Page excerpt —

"""

Just this week, Nikita Kucherov signed a three-year contract worth $4.8 million a year, keeping another core player under contract.

"He's a big part of our team, make no mistake about it," Tampa Bay coach Jon Cooper said Wednesday. "To see him zipping around out there, it's gratifying, because you want to put your best foot forward. Especially early in the season, you can't let games slip ... He's a big part of that."

Detroit has some major changes -- veteran Pavel Datsyuk went back home to Russia and the Red Wings have added two veteran scorers. Frans Nielsen, 32, signed a six-year, $30 million deal to come in from the New York Islanders, where he scored 20 goals and 32 assists last year; and Thomas Vanek, also 32, had 18 goals and 23 assists last season with the Wild.

The two newcomers join a returning nucleus that includes veterans like Henrik Zetterberg and emerging stars like Dylan Larkin, who had 23 goals as a rookie last season.

"The guys didn't take as big a step as we should have last year," center Darren Helm told the Detroit Free Press. "Everybody this year knows how important that is. We got some pretty good acquisitions and they are definitely exciting guys."

"""

Listed records —
"""

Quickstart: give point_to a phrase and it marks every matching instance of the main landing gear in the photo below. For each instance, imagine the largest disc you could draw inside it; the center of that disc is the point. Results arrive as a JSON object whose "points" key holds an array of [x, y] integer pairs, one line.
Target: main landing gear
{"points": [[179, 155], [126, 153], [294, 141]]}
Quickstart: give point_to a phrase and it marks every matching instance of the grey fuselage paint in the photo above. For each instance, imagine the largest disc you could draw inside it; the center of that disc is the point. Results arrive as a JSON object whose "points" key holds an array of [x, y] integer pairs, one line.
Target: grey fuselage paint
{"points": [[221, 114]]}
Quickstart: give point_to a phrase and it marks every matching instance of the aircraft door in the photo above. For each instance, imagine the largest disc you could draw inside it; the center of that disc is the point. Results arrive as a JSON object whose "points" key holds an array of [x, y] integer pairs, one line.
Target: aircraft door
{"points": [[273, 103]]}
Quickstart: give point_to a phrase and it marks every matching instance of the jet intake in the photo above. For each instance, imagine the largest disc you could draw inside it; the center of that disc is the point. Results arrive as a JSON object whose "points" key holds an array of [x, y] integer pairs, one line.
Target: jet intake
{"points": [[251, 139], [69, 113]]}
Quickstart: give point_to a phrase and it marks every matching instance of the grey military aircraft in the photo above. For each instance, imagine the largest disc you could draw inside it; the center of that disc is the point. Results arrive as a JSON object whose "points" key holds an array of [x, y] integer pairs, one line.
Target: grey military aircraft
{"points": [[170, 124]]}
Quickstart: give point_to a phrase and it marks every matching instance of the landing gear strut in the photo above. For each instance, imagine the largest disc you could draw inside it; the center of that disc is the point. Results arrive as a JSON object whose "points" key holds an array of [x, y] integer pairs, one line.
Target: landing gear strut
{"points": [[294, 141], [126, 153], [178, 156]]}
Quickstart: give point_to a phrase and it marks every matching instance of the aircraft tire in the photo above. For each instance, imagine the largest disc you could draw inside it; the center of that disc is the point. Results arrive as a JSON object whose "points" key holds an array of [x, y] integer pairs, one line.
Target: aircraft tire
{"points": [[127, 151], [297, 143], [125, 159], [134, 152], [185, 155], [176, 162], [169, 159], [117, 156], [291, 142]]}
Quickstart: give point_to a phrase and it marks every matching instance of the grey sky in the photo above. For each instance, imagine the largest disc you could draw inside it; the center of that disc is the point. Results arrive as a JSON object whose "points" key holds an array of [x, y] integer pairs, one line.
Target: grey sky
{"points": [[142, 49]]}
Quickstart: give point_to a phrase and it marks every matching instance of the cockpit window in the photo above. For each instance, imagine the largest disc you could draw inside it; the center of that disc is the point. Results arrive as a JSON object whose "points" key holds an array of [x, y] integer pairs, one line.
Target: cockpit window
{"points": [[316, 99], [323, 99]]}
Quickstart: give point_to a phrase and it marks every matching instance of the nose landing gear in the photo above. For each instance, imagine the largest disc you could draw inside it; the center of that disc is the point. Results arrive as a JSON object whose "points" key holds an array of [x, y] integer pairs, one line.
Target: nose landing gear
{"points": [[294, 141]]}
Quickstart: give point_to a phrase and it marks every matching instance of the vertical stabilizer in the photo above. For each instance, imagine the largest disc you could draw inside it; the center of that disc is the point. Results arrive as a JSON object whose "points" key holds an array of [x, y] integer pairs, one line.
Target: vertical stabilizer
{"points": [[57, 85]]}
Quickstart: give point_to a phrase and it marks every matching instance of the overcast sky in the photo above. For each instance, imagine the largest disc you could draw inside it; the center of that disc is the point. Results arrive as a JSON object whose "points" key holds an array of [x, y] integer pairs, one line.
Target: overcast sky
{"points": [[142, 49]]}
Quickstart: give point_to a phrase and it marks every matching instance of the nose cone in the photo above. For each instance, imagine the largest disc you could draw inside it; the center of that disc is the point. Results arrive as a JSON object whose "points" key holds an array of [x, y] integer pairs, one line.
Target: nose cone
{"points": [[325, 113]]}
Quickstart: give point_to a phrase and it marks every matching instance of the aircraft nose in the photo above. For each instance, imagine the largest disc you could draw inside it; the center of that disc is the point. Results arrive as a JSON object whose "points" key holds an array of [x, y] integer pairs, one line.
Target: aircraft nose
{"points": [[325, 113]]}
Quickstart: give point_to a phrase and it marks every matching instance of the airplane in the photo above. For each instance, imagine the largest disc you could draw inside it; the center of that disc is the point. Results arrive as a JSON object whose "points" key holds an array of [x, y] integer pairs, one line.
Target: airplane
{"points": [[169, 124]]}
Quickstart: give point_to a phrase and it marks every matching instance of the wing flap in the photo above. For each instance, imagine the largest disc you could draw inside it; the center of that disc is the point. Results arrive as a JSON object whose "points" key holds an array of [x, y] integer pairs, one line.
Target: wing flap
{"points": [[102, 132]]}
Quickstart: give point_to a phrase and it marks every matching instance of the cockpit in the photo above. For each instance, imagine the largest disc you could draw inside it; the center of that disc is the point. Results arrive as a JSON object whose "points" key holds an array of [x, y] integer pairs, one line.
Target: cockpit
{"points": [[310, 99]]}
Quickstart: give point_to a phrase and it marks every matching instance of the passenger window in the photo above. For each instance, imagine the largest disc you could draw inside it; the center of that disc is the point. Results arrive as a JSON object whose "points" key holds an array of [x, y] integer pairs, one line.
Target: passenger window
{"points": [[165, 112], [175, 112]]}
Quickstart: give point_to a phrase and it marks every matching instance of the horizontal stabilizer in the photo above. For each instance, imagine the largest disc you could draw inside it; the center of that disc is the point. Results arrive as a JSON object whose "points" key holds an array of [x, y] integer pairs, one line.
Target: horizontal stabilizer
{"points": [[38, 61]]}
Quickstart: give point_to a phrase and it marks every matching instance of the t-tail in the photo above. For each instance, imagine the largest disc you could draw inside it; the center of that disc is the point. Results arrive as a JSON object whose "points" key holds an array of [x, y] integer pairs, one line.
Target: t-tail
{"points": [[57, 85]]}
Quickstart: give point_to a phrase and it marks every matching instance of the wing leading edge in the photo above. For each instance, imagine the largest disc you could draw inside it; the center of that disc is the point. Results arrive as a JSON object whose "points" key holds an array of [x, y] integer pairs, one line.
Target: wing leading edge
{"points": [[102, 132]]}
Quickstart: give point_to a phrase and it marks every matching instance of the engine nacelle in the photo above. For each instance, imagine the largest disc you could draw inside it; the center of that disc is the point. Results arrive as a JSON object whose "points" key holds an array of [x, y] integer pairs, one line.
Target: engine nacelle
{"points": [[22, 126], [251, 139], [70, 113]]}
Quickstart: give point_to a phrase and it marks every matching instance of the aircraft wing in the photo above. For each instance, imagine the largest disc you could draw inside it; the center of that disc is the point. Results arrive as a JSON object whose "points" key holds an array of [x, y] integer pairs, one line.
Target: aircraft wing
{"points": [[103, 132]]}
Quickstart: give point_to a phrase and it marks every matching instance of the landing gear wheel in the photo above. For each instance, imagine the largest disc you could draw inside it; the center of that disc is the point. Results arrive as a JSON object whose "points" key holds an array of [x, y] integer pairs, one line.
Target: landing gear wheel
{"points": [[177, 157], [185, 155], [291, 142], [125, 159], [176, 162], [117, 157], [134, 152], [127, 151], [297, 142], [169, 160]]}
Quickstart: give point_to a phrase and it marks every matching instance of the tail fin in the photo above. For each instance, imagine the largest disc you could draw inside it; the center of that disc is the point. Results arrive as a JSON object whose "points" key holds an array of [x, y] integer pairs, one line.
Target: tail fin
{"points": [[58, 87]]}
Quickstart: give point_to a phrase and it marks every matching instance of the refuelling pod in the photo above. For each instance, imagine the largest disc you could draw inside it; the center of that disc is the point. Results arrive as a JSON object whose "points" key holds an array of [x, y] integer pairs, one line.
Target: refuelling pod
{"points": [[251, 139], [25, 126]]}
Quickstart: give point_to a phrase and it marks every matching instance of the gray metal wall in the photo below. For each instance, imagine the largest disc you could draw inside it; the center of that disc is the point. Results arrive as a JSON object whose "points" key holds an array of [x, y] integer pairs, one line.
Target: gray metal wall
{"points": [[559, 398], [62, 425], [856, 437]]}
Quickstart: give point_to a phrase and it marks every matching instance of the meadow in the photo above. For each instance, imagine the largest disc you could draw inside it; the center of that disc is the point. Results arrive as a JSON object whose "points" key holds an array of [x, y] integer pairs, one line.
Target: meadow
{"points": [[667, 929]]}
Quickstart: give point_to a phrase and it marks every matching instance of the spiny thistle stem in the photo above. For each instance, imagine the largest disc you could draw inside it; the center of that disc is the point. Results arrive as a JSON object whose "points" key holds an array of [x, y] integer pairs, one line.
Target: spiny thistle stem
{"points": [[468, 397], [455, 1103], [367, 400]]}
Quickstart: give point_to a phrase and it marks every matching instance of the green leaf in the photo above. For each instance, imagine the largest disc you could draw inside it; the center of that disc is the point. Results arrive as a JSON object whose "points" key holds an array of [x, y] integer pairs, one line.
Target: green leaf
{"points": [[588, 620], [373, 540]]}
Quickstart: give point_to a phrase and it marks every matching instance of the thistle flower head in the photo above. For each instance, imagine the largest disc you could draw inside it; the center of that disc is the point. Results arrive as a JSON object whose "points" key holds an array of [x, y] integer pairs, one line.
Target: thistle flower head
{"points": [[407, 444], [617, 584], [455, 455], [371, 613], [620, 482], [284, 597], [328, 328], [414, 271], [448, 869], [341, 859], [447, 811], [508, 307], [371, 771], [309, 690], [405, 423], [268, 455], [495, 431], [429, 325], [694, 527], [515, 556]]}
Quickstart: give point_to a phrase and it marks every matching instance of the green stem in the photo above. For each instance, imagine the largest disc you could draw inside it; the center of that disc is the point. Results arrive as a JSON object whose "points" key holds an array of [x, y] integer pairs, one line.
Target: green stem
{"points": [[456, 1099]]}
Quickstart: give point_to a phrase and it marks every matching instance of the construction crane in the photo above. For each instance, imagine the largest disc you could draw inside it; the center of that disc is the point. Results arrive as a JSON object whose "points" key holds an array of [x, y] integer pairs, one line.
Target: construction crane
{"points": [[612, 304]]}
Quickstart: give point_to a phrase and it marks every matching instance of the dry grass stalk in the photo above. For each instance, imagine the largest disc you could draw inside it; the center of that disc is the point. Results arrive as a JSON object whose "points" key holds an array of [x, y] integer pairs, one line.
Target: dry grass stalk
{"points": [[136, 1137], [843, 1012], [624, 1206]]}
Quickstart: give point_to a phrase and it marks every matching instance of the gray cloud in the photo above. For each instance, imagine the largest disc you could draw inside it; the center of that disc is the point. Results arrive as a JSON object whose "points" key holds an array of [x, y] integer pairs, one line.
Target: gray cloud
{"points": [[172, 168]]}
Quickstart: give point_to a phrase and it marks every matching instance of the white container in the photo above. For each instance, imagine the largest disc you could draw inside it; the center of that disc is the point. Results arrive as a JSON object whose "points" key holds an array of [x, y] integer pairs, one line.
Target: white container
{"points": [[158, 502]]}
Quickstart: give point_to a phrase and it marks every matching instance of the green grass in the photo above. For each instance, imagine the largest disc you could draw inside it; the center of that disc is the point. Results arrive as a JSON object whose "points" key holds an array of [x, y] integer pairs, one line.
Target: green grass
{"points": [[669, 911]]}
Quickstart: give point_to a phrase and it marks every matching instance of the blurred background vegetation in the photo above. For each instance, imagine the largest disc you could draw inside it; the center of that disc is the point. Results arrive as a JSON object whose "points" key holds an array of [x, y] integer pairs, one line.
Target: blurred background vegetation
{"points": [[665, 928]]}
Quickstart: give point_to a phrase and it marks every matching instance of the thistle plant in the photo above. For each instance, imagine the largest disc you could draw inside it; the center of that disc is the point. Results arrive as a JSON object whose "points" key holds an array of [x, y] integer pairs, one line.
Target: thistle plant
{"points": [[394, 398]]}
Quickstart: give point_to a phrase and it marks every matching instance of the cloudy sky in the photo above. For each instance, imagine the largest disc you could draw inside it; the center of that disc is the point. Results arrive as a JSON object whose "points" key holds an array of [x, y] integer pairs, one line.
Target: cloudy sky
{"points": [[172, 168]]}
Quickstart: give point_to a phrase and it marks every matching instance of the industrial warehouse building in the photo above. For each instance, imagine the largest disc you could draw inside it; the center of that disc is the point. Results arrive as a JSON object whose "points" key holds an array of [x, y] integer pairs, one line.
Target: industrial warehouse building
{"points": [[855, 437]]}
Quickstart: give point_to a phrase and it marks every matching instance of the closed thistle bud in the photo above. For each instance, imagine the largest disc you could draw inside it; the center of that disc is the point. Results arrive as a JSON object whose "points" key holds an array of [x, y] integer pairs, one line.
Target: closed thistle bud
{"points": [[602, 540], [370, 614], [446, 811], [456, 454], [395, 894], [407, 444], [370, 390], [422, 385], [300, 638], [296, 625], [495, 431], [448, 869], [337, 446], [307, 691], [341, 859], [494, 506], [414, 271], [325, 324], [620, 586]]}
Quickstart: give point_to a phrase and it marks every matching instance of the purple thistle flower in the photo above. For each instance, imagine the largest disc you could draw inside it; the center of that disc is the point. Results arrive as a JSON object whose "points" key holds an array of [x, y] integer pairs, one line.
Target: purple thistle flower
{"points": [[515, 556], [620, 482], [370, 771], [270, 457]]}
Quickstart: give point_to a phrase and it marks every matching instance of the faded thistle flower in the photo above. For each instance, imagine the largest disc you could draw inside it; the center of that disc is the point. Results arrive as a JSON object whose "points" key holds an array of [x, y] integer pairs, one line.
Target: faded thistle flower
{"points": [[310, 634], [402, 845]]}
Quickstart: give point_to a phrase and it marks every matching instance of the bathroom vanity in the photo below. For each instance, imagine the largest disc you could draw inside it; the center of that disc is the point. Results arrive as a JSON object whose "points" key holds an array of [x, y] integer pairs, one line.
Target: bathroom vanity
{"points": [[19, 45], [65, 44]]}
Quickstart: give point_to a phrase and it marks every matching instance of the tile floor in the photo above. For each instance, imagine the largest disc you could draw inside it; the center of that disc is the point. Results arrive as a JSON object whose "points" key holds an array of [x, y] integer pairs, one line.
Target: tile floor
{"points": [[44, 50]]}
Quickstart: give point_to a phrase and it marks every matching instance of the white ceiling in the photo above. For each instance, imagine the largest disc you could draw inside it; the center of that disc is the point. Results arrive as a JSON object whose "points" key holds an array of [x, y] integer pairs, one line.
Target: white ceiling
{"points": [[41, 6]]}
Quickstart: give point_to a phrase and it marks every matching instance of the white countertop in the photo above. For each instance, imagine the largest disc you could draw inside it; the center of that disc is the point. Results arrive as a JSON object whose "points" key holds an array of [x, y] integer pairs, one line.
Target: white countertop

"""

Task requirements —
- A) Answer these from the hockey article, one line each:
(i) How much per year is Nikita Kucherov's new contract worth?
(ii) Which team did Frans Nielsen play for before signing with Detroit?
(iii) How many goals did Dylan Larkin score as a rookie?
- B) In the hockey article, why does Jon Cooper find it gratifying to see Kucherov zipping around? Answer in one to three sentences.
- C) Carry on the hockey article from its final sentence.

Expected results —
- A)
(i) $4.8 million a year
(ii) The New York Islanders
(iii) 23

- B) Cooper finds it gratifying because the team wants to put its best foot forward. He adds that early in the season especially, the team can't let games slip, and Kucherov is a big part of that.

- C)
Tampa Bay opens the season with four home games, then has six straight on the road. Detroit opens with two in Florida before returning home for four of their next five games.

Detroit returns both goalies from last year in Petr Mrazek and Jimmy Howard, and the Lightning also have Ben Bishop and Andrei Vasilevskiy back from last year's run.

Tampa Bay has made have some promising additions as well, like 20-year-old forward Brayden Point, who made the Lightning roster with an impressive preseason.

"All the players made decisions to fit themselves into a situation with us where we were able to keep everybody back together," Cooper said. "It shows the team-first mentality of a lot of our players. It's probably why we've had success here the last couple of years."